1Quelles sont les répercussions des technologies numériques sur la production, la distribution et la consommation des biens culturels ? Quelles stratégies les différents professionnels du secteur culturel adoptent-ils pour organiser la rencontre de l’offre et la demande sur Internet ? Et comment l’économie de la donnée modifie-t-elle la diversité des biens et des pratiques culturels ? Dans la continuité de La Menace fantôme : les industries culturelles face au numérique, Emmanuel Durand analyse les mutations du secteur culturel à l’heure où le numérique bouscule ses équilibres économiques. Il positionne sa réflexion sur le numérique dans l’opposition fort classique entre diversité et uniformité culturelle. En clin d’œil à l’épisode II de Star Wars, « L’Attaque des clones », le titre de l’ouvrage suggère un parallèle entre la production d’une armée de soldats clonés et la production de produits et des pratiques culturels formatés. Le point de vue adopté est celui d’un acteur engagé dans les processus qu’il décrit puisqu’après avoir travaillé dans l’audiovisuel, l’auteur dirige depuis octobre 2016 la filiale française du réseau social Snap, plus connu sous son ancienne dénomination « Snapchat »1. L’ouvrage s’appuie sur différents travaux de sociologie du numérique et d’économie de la culture ainsi que sur la presse spécialisée dans l’économie et/ou les nouvelles technologies (Les Échos, L’Opinion, TechCrunch, Wired, etc.).

2Traditionnellement structuré par l’offre – artistes et producteurs de contenus – le secteur culturel voit sa chaine de valeur reconfigurée : l’offre de contenus culturels n’est plus le monopole des professionnels (artistes, éditeurs, producteurs, annonceurs) car le public, autrefois réduit au rôle de consommateur, produit, diffuse et relaie désormais ses propres contenus sur le net. Parallèlement, les industries culturelles disposent de moyens inédits pour connaître et anticiper les pratiques culturelles des différents publics, grâce aux traces laissées au fil des navigations web et par l’utilisation croissante d’objets connectés. C’est ce changement de paradigme et ses conséquences pour le public et les acteurs du secteur qu’Emmanuel Durand décrit dans cet essai.

*Informations extraites*:
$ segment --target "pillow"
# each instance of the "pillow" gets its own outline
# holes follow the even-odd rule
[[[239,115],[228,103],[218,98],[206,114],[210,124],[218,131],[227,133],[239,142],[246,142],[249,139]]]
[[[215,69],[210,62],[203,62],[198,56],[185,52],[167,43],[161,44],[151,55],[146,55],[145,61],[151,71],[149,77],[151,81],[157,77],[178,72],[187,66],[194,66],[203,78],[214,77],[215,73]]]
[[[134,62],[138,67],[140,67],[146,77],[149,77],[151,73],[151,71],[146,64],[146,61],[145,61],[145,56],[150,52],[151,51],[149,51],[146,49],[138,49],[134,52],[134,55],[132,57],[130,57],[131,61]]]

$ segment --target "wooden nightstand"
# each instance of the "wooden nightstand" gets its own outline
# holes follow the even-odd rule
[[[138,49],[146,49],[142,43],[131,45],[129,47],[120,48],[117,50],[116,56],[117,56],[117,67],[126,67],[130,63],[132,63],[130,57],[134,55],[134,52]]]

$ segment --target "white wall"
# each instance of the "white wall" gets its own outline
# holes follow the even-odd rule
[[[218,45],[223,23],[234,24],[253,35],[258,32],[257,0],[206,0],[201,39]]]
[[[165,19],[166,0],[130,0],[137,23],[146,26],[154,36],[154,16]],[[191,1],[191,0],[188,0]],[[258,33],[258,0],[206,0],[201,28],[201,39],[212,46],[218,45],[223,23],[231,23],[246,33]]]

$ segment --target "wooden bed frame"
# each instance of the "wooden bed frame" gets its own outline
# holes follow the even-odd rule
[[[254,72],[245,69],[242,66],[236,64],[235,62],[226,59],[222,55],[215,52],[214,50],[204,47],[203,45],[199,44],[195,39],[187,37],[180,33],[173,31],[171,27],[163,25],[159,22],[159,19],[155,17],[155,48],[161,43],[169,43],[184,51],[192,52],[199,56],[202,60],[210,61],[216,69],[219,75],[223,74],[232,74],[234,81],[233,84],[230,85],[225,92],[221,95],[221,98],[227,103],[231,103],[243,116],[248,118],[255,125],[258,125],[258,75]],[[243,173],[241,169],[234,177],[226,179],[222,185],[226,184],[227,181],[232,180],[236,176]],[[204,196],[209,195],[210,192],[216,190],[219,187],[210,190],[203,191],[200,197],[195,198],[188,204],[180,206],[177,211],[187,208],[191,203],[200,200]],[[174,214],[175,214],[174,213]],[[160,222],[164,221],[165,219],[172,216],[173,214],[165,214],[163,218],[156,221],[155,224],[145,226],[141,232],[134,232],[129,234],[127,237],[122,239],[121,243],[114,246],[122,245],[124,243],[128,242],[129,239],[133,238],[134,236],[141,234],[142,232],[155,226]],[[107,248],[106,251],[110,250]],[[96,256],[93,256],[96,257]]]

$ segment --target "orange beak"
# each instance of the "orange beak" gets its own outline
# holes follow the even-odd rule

*Tâches à réaliser*:
**1.** D'après le texte à lire, depuis quelle date Emmanuel Durand dirige-t-il la filiale française du réseau social Snap ?
**2.** Recopiez fidèlement le passage du texte à lire qui va de « 2Traditionnellement structuré par » jusqu'à « dans cet essai. » inclus.

*Réponses fournies*:
**1.** Depuis octobre 2016.

**2.**
2Traditionnellement structuré par l’offre – artistes et producteurs de contenus – le secteur culturel voit sa chaine de valeur reconfigurée : l’offre de contenus culturels n’est plus le monopole des professionnels (artistes, éditeurs, producteurs, annonceurs) car le public, autrefois réduit au rôle de consommateur, produit, diffuse et relaie désormais ses propres contenus sur le net. Parallèlement, les industries culturelles disposent de moyens inédits pour connaître et anticiper les pratiques culturelles des différents publics, grâce aux traces laissées au fil des navigations web et par l’utilisation croissante d’objets connectés. C’est ce changement de paradigme et ses conséquences pour le public et les acteurs du secteur qu’Emmanuel Durand décrit dans cet essai.